▶ [Extracted information]:
----
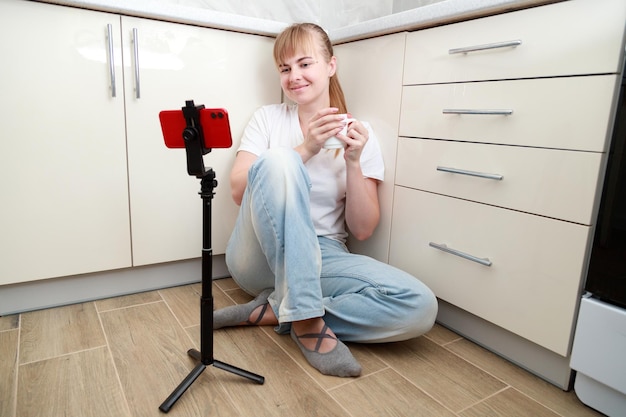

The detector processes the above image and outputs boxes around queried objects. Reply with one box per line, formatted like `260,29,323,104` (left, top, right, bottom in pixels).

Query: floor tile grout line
94,305,132,416
504,385,567,417
19,344,108,366
442,338,515,388
457,385,513,414
12,314,22,417
96,294,165,314
356,346,457,415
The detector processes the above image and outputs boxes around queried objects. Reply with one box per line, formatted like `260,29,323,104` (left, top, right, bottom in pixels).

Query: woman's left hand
337,115,369,162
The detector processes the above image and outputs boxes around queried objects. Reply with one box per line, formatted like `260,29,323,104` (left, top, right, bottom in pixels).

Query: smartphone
159,109,233,149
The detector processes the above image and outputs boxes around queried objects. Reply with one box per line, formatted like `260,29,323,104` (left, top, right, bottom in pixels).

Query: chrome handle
428,242,491,266
448,39,522,55
437,166,504,181
442,109,513,116
107,23,116,97
133,28,141,98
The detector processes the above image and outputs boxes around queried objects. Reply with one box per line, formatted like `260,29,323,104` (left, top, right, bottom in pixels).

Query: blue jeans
226,149,437,343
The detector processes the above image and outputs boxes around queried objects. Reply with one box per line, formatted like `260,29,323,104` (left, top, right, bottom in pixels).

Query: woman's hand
337,114,369,163
296,107,345,162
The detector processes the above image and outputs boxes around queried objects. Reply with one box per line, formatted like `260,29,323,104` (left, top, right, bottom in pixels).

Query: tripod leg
159,362,206,413
187,349,202,362
213,360,265,385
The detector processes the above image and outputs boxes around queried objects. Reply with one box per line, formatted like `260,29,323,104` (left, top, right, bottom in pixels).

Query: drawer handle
448,39,522,55
437,166,504,181
428,242,491,266
107,23,116,98
133,28,141,98
442,109,513,116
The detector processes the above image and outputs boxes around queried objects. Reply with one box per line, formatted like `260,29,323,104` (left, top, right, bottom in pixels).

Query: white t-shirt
238,103,384,241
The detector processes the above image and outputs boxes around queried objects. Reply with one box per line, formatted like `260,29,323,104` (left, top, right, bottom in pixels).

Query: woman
214,23,437,376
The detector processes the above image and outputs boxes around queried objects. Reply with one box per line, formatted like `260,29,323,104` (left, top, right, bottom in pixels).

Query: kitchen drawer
400,75,619,152
404,0,626,85
389,186,591,356
396,138,603,224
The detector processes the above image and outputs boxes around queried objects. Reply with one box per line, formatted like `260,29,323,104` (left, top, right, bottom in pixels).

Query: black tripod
159,100,265,413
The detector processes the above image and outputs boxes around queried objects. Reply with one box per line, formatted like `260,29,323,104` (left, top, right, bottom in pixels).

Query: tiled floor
0,279,600,417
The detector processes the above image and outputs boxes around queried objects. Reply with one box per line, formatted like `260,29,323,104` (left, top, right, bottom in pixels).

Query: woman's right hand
296,107,344,162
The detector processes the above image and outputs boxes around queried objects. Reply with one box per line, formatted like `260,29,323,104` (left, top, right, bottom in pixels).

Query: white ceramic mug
324,114,356,149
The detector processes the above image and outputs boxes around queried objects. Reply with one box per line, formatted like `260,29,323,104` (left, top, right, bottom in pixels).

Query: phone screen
159,108,233,149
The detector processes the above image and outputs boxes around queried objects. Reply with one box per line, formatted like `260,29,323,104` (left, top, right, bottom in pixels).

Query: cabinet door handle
442,109,513,116
133,28,141,98
437,166,504,181
448,39,522,55
107,23,116,97
428,242,491,266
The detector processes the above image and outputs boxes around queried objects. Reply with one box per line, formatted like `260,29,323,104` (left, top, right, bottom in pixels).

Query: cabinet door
0,0,131,285
122,17,281,265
----
▶ [Set problem]:
Copy out every line of the records above word for word, leaving out the pictures.

▶ [Task response]:
The detector processes the above image and outputs boxes around queried objects. Reply with one box per line, formatted like `260,29,323,104` (left, top, right, bottom in pixels).

Query: floor tile grout line
94,305,132,416
504,385,567,417
19,344,108,366
442,338,515,388
457,385,513,414
12,314,22,417
96,294,165,314
356,346,457,415
The detector processes the above image and outputs boxes around queried objects. Reply with one box per line, formatted like `260,29,323,104` (left, top, right, bottom in pixels).

Query: woman's left hand
337,115,369,162
The detector processes the above image and outputs boxes around queried objects. Reply with one box per line, formatted like `260,29,323,104` (left, top, right, bottom in pixels).

Query: smartphone
159,109,233,149
The detector processes the above image and outputs boxes around queried objects. Reply with one box per line, formatted like `260,29,323,104` (left, top, right, bottom in pixels).

Query: chrome handle
428,242,491,266
448,39,522,55
437,166,504,181
442,109,513,116
107,23,116,97
133,28,141,98
The detector processes the above image and outputs boxes around queried objects. Reply with one box per line, formatted like `260,29,323,104` (left, top, right, bottom in pixels).

Query: blue jeans
226,149,437,343
The detector processes the above image and outputs boxes around queried objects. Reply with one box per line, formatted like `260,29,323,104` (left, top, right, bottom in pixels).

Query: woman's hand
337,114,369,163
296,107,345,162
The detector processes the above image and outputs boxes around queried objects. Reply with one box per line, formatted like `260,29,323,104` (left, top, right, bottom in pixels).

Query: tripod leg
159,362,206,413
187,349,202,362
213,360,265,385
The detector processes the above image and outputs boxes around queried objects. Reply with one box per line, formatted like `260,29,323,104` (left, top, right, bottom in pixels).

Query: drawer handle
448,39,522,55
437,166,504,181
428,242,491,266
107,23,116,98
133,28,141,98
442,109,513,116
The detector processes the above image and outputs boxes around queried objects. Reply with one box per line, formatted like `260,29,323,104` (left, top, right, bottom in pixels).

Query: white t-shirt
238,103,384,241
The detector processes the above image and outputs boxes around queried objects. Reply with one box per line, formatted like `260,29,323,104` (left, top, right, bottom in pixels).

Query: woman
214,23,437,376
The detector processes the above image and outputs boxes around queried objects. Reply with one box per line, formatted like `260,29,323,104` (left, top, right, bottom in pixels).

Query: kitchen drawer
400,75,619,152
404,0,626,85
389,186,591,356
396,138,603,224
The detector processes the above image and outputs boxes around queried objects. Reply with one box per line, formatted like `260,29,323,104` (left, top, right, bottom in pixels).

Query: black tripod
159,100,265,413
The detector processes the above image and outputs boxes around queried objects. Reply with one box per line, formatted like `260,29,323,104` (left, top, right, bottom in pixels).

Query: tiled floor
0,279,600,417
The detector processes the above image and outputs boxes around queried objects. Reply with one box per line, formatted like `260,29,323,104` (left, top, right, bottom in pixels).

Query: woman's right hand
296,107,344,162
The detector processes the above image and outputs boxes around queried objects. Reply with one box per line, formatted like `260,29,323,104` (left, top, right, bottom in pixels).

Query: white ceramic mug
324,114,356,149
The detector processes the above image and outputs boxes around queried objects. Reply with one box per line, formatted like `260,29,323,104` (left, top, right, bottom in pixels).

Query: phone screen
159,108,233,149
The detector processes the above image and outputs boxes around queried objects. Reply with one box per line, formatted like `260,29,323,104` (left, top, right, bottom in pixels).

Query: cabinet door handle
442,109,513,116
133,28,141,98
437,166,504,181
448,39,522,55
107,23,116,97
428,242,491,266
The detector processes the above image and outputs boxes around queried objects. Reply with one box per line, formatted like `260,29,323,104` (left, top, right, bottom in pixels).

Query: cabinet door
0,0,131,285
122,17,281,265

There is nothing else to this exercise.